**DIRECTIONS**:
Swap "find" for "locate" everywhere in the entries below, and write the lines out again with everything else unchanged. Leave the pictures out.

◆ ◆ ◆ ◆ ◆

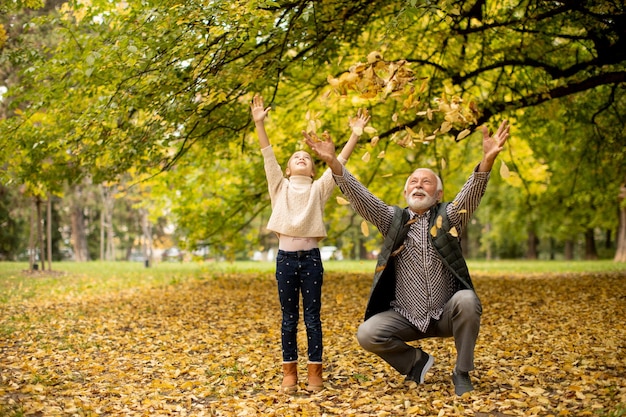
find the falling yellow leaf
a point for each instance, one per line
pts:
(464, 133)
(365, 228)
(504, 170)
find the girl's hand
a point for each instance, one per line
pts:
(259, 113)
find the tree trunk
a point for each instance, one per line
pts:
(49, 231)
(569, 250)
(590, 246)
(79, 237)
(620, 253)
(40, 236)
(107, 244)
(146, 228)
(533, 243)
(32, 249)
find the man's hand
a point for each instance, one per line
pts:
(492, 145)
(259, 112)
(360, 121)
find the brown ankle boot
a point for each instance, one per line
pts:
(315, 377)
(290, 377)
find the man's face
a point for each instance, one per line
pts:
(300, 163)
(421, 191)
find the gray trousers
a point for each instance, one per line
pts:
(386, 333)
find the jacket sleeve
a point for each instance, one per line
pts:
(366, 204)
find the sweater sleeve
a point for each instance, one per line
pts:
(273, 172)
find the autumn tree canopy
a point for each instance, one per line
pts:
(135, 89)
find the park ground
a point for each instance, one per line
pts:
(119, 339)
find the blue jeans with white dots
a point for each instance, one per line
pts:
(300, 272)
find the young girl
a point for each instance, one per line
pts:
(297, 219)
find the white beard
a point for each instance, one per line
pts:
(420, 204)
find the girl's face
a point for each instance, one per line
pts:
(300, 163)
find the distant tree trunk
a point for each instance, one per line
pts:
(620, 253)
(49, 231)
(590, 246)
(569, 250)
(465, 244)
(79, 235)
(533, 243)
(107, 243)
(146, 228)
(32, 249)
(489, 253)
(40, 236)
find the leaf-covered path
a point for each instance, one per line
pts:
(209, 346)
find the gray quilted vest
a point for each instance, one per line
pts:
(447, 246)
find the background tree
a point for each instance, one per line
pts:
(153, 87)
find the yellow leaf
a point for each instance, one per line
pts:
(339, 298)
(463, 134)
(504, 170)
(365, 228)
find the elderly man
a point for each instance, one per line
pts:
(421, 287)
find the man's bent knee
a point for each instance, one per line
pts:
(467, 302)
(365, 336)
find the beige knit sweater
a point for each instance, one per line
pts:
(297, 202)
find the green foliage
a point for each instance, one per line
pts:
(158, 92)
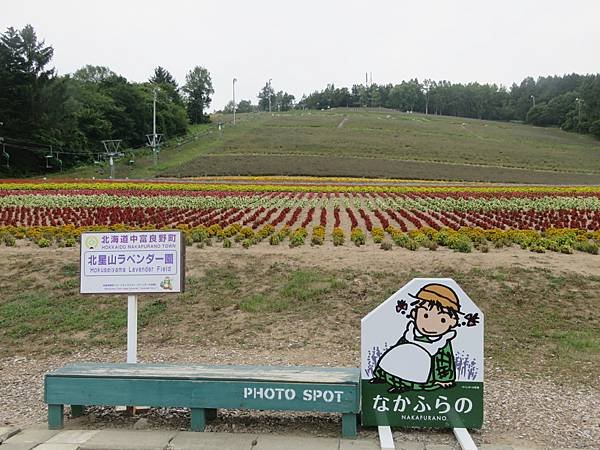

◆ ◆ ◆ ◆ ◆

**FULL RESPONSE**:
locate the falling yellow leaf
a point for each instance, one per line
pts:
(464, 133)
(365, 228)
(504, 170)
locate the girl's hand
a point for each instance, one per line
pts:
(259, 113)
locate the tree trunk
a point for each instance, one per line
pts:
(49, 231)
(569, 250)
(590, 246)
(79, 237)
(620, 253)
(40, 236)
(107, 244)
(146, 228)
(533, 243)
(32, 249)
locate the man's hand
a point for each instance, one per line
pts:
(492, 145)
(259, 112)
(360, 121)
locate the brown ankle boot
a point for each instance, one per line
pts:
(315, 377)
(290, 377)
locate the man's face
a point for each instance, one per line
pts:
(300, 163)
(421, 191)
locate the gray trousers
a point for each instance, one per line
pts:
(386, 333)
locate the jacket sleeve
a point for each instance, one per line
pts:
(366, 204)
locate the sweater sleeve
a point for each instance, one per line
pts:
(273, 172)
locate the autumn tree canopy
a point for each instance, one per line
pts:
(135, 89)
locate the park ground
a point for each instance, one per line
pts:
(119, 339)
locate the blue jeans with white dots
a point for each instance, one per line
pts:
(300, 272)
locate the young girl
a point for each instance, one per line
pts:
(297, 219)
locate the white beard
a point for each instance, one per line
pts:
(420, 204)
locate the girl's face
a point for each instance, one per line
pts:
(300, 163)
locate the distant tree trunk
a point for each instance, one per line
pts:
(620, 253)
(49, 231)
(590, 246)
(569, 250)
(465, 244)
(79, 235)
(533, 243)
(107, 243)
(146, 228)
(32, 249)
(489, 253)
(40, 236)
locate the leaf-covered path
a point for each instance, one per line
pts:
(209, 346)
locate the gray quilted vest
a point for each instance, one per line
pts:
(447, 246)
locate the background tree
a point for each instance, one per line
pts:
(153, 87)
locate the yellow leaf
a point for each instance, one per line
pts:
(339, 298)
(463, 134)
(504, 170)
(365, 228)
locate the elderly man
a point for each instance, one per line
pts:
(421, 287)
locate the man's bent knee
a point for each instance, one per line
pts:
(467, 302)
(365, 336)
locate the beige knit sweater
a point for each instance, one per line
pts:
(297, 202)
locate the green foliage
a point for each instance, one per line
pts:
(158, 92)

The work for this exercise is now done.